* [Given passage]
◇ ◇ ◇ ◇ ◇ ◇ ◇
Lyons, J.R. v Allpass, J.G
[1990] FCA 546
•28 SEPTEMBER 1990
Re: JOHN ROBERT LYONS
Ex Parte: JOHN GEOFFREY ALLPASS and NATIONAL AUSTRALIA BANK LIMITED
No. QE812 of 1985
FED No. 546
Bankruptcy
COURT
IN THE FEDERAL COURT OF AUSTRALIA
BANKRUPTCY DISTRICT OF THE SOUTHERN DISTRICT OF THE STATE OF QUEENSLAND
GENERAL DIVISION
Pincus J.(1)
CATCHWORDS
Bankruptcy - order sought for distribution of property recovered under indemnity - principles in exercising discretion to give indemnifying creditor a priority considered - form of order considered.
Bankruptcy Act 1966 s.109(10)
HEARING
BRISBANE
#DATE 28:9:1990
Counsel for the applicant: Mr. D.R. Boughen
Solicitors for the applicant: Blake Dawson Waldron
Counsel for the respondent: Mr. D.K. Boddice
Solicitors for the respondent: Goss Downey Carne
ORDER
1. The trustee's costs of and incidental to this application be taxed and paid out of the estate.
◇ ◇ ◇ ◇ ◇ ◇ ◇
Records contained in a dataset:
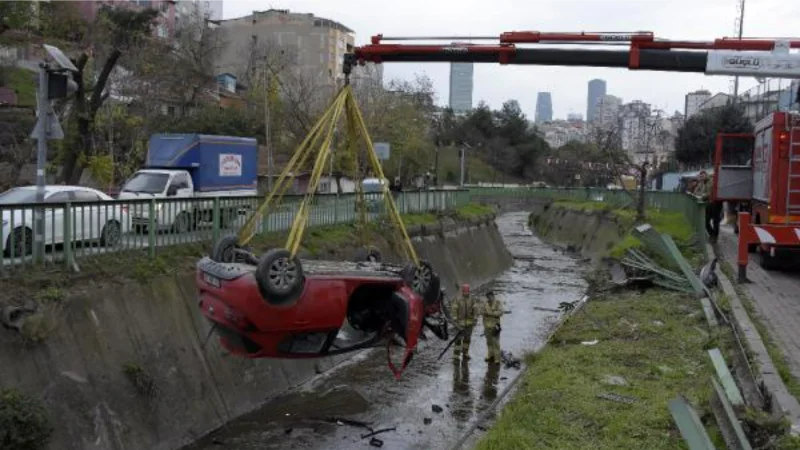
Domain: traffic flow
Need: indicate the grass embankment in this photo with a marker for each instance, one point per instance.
(652, 347)
(654, 343)
(326, 241)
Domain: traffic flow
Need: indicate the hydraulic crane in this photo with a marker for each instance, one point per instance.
(755, 57)
(725, 56)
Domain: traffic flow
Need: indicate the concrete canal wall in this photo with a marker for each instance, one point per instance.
(592, 233)
(125, 366)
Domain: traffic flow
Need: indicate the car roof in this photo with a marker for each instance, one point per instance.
(51, 188)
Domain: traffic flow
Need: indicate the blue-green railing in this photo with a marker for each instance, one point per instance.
(76, 230)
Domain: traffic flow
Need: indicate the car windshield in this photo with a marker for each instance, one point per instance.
(371, 187)
(18, 195)
(150, 183)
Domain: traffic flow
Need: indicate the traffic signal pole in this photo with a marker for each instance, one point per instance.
(41, 162)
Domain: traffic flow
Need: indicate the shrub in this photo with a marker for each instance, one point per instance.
(24, 422)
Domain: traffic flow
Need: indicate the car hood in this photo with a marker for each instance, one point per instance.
(128, 195)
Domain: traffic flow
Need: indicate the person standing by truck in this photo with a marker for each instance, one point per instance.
(492, 312)
(464, 312)
(713, 208)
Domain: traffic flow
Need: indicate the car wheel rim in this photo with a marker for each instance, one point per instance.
(282, 274)
(421, 280)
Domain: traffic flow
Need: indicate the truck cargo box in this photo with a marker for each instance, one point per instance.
(216, 163)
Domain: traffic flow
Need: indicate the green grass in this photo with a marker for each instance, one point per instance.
(557, 407)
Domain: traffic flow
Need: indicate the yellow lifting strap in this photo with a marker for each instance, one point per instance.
(320, 138)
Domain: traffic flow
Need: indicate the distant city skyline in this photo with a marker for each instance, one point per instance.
(461, 87)
(544, 107)
(597, 89)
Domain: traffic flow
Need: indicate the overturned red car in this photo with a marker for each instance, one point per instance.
(278, 306)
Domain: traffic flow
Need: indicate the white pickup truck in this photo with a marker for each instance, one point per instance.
(185, 173)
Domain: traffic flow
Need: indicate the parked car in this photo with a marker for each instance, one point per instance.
(90, 219)
(276, 306)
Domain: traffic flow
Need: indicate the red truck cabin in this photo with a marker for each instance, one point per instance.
(776, 169)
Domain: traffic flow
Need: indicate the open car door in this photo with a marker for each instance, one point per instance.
(733, 167)
(406, 310)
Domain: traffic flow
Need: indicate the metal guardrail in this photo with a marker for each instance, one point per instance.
(76, 230)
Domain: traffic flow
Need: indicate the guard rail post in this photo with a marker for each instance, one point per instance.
(151, 228)
(215, 222)
(68, 255)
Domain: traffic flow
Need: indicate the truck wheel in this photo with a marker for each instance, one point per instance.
(369, 254)
(280, 277)
(224, 250)
(423, 280)
(767, 261)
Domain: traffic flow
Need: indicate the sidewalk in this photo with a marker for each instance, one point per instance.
(775, 296)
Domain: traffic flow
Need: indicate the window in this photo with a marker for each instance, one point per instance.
(85, 196)
(180, 181)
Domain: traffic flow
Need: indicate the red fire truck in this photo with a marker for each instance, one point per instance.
(767, 179)
(761, 171)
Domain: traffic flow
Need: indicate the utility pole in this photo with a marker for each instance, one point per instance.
(267, 134)
(41, 133)
(54, 82)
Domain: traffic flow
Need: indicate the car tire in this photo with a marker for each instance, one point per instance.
(369, 254)
(111, 234)
(280, 277)
(23, 243)
(423, 280)
(224, 250)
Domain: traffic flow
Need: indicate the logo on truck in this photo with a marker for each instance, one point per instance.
(230, 165)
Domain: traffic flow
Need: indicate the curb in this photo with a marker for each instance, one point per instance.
(783, 402)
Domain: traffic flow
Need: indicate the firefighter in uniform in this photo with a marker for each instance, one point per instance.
(464, 309)
(492, 312)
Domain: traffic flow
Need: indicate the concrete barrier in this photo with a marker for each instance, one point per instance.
(127, 367)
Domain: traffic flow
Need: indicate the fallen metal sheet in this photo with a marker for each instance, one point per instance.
(694, 280)
(689, 424)
(728, 423)
(732, 392)
(708, 310)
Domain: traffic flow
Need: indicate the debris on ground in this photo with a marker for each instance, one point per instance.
(614, 380)
(382, 430)
(617, 398)
(509, 360)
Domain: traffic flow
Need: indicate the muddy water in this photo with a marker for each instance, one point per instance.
(327, 413)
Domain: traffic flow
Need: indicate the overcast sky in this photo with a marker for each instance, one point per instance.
(674, 19)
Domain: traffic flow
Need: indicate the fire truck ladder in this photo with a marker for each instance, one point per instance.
(793, 190)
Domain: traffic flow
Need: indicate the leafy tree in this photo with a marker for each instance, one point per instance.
(118, 31)
(15, 14)
(697, 137)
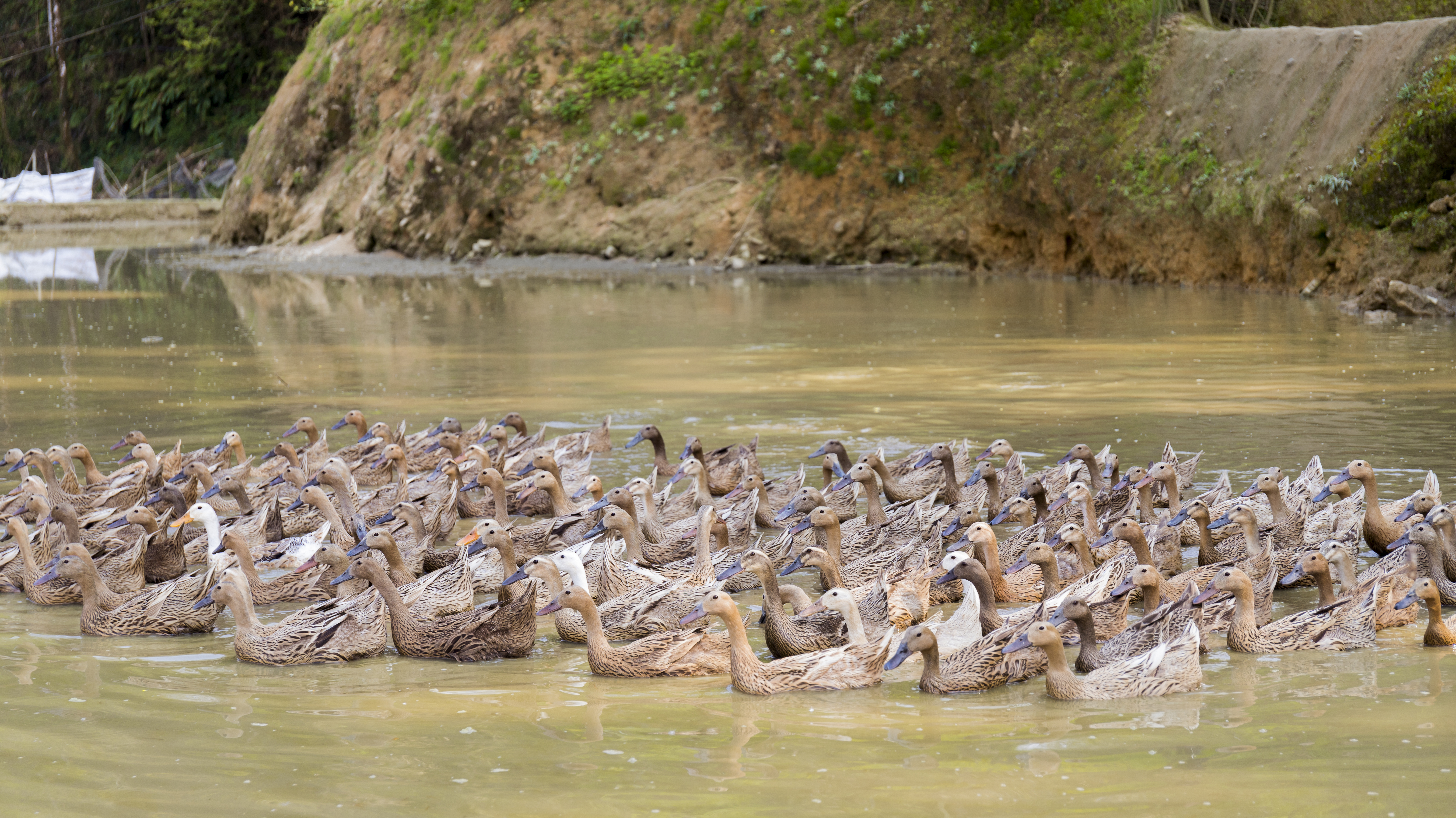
◇ ◇ ◇ ◇ ◇ ◇ ◇
* [Required work] Retype the court record's text from "Lyons, J.R. v" to "Pincus J.(1)" word for word.

* [Exercise solution]
Lyons, J.R. v Allpass, J.G
[1990] FCA 546
•28 SEPTEMBER 1990
Re: JOHN ROBERT LYONS
Ex Parte: JOHN GEOFFREY ALLPASS and NATIONAL AUSTRALIA BANK LIMITED
No. QE812 of 1985
FED No. 546
Bankruptcy
COURT
IN THE FEDERAL COURT OF AUSTRALIA
BANKRUPTCY DISTRICT OF THE SOUTHERN DISTRICT OF THE STATE OF QUEENSLAND
GENERAL DIVISION
Pincus J.(1)